• **WORK REQUIRED**:
Images are not wanted; transcribe the rest of the listing exactly.

# # # #

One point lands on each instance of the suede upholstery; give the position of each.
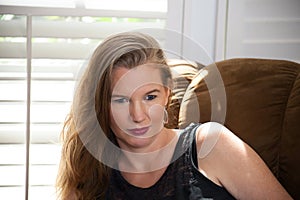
(262, 108)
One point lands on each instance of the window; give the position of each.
(43, 48)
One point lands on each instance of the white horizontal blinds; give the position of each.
(61, 44)
(13, 91)
(264, 28)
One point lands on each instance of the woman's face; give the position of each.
(137, 106)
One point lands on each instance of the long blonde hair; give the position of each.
(81, 175)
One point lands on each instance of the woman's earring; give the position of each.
(166, 117)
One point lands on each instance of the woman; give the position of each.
(115, 145)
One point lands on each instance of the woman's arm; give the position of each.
(231, 163)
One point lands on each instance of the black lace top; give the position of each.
(181, 180)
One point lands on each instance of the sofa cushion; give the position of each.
(183, 72)
(263, 109)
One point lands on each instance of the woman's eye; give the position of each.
(120, 100)
(150, 97)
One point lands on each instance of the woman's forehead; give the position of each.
(126, 81)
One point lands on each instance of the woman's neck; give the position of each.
(150, 158)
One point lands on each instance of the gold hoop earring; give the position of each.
(166, 116)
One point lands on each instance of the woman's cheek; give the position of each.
(156, 114)
(119, 114)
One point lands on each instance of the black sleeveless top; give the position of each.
(181, 180)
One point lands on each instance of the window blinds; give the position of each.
(42, 51)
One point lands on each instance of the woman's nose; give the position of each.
(137, 112)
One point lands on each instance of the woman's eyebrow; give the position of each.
(118, 96)
(152, 91)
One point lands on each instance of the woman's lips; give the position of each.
(138, 131)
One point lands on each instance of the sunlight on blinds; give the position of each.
(60, 47)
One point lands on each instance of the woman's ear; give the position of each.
(168, 96)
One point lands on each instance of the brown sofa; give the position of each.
(261, 105)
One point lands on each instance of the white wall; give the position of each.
(224, 29)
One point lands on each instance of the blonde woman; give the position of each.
(115, 145)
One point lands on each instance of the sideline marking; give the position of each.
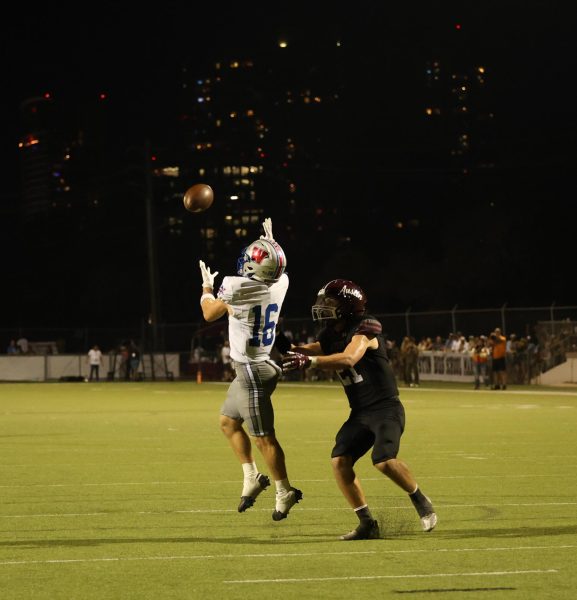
(273, 555)
(235, 482)
(303, 509)
(414, 576)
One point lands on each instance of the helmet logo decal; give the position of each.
(351, 291)
(258, 254)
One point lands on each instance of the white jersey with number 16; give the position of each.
(256, 310)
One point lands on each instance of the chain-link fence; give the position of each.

# # # #

• **OUTPUT**:
One point lands on each instance of the suede upholstery; give the position of each.
(262, 108)
One point lands on each instance of the window; give the position of each.
(43, 48)
One point lands on each instance of the white horizontal blinds; give the position of each.
(61, 44)
(13, 91)
(264, 28)
One point lands on each instance of the woman's face; give the position of each.
(137, 106)
One point lands on each instance of the long blonde hair; give the position of each.
(81, 175)
One point lands on each instance of the woman's earring; give the position of each.
(166, 117)
One point lands on each instance of the woman; give the position of each.
(115, 145)
One point lands on each instance of the woman's arm; give the position of each.
(231, 163)
One point lands on each instance of the black lace top; give the position of each.
(181, 180)
One point lands on each instance of the sofa cushion; give the position of each.
(183, 72)
(263, 109)
One point lands on each instance of the woman's eye; give the position of each.
(120, 100)
(150, 97)
One point lands on each instance of the woman's forehead; give the position of each.
(126, 81)
One point lands on each instance of the woman's neck; give the position of each.
(150, 158)
One point lands on each instance of the gold hoop earring; give the position of each.
(166, 116)
One point lands on each instance of the woman's cheek; give the position of each.
(156, 114)
(119, 114)
One point lands on each instance of the black sleeveless top; give the position of each.
(181, 180)
One point lands on each instance of the window blinds; give the position of each.
(42, 51)
One point lands on each instance of the woman's nose; give the position of each.
(137, 112)
One point lands on each instance of the woman's eyebrow; give the position of each.
(118, 96)
(152, 91)
One point lands on each instance of the woman's lips; give the position of each.
(138, 131)
One point lands on each instance of the sunlight on blinds; give the position of each.
(60, 47)
One point lands on each instance of the woman's ear; give the position of each.
(168, 96)
One point lands on each instance of the brown sofa; give the position of each.
(261, 105)
One point lands on each instance of the white wall; give the position of each.
(224, 29)
One point lands on each instance of the blonde woman; give the position of each.
(115, 145)
One point lands on each instance of the sideline marking; give the position of each.
(273, 555)
(235, 482)
(303, 509)
(414, 576)
One point lands on each instance of the helmet logo decal; give the position of each.
(351, 291)
(258, 254)
One point lands on each instance of the white jersey with number 16; give the position of each.
(256, 310)
One point lands on each instance of the chain-link fence; give the position of each.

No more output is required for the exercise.